• Auszug der Auflistung:
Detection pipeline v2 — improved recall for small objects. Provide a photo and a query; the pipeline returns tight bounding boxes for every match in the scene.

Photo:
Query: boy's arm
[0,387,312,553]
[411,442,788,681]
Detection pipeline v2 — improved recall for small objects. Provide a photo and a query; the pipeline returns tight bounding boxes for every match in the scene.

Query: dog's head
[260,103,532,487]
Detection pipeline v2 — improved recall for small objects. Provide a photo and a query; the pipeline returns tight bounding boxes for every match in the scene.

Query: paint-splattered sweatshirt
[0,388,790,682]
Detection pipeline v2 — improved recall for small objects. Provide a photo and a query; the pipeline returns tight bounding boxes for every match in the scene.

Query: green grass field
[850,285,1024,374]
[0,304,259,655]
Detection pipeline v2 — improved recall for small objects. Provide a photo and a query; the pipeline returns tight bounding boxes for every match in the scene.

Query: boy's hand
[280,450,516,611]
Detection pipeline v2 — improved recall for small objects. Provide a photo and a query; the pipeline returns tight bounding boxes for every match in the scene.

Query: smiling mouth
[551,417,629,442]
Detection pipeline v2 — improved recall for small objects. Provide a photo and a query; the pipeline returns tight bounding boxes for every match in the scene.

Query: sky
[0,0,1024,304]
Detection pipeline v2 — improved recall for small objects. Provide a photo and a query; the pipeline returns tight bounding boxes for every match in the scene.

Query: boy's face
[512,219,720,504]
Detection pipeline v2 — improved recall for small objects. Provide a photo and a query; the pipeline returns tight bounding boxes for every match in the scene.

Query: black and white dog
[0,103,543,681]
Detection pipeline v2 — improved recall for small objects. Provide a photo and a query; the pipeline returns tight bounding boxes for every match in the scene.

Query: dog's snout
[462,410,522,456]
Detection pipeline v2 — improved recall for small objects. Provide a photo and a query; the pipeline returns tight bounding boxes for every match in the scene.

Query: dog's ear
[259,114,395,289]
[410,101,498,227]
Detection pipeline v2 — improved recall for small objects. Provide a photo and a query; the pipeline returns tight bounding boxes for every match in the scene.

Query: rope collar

• Benötigte Angabe: Gib die Zeilen der Auflistung oben als JSON-Liste von Zeichenketten aus, eine Zeichenkette je Zeile und ohne Leerzeilen. Beginne mit der ersten Zeile der Auflistung und höre nach der Zeile auf, die „[0,388,790,682]“ enthält.

• Übungsergebnis:
[
  "Detection pipeline v2 — improved recall for small objects. Provide a photo and a query; the pipeline returns tight bounding boxes for every match in the scene.",
  "Photo:",
  "Query: boy's arm",
  "[0,387,312,553]",
  "[411,442,788,681]",
  "Detection pipeline v2 — improved recall for small objects. Provide a photo and a query; the pipeline returns tight bounding boxes for every match in the scene.",
  "Query: dog's head",
  "[260,103,532,487]",
  "Detection pipeline v2 — improved recall for small objects. Provide a photo and a query; the pipeline returns tight bounding boxes for every match in the scene.",
  "Query: paint-splattered sweatshirt",
  "[0,388,790,682]"
]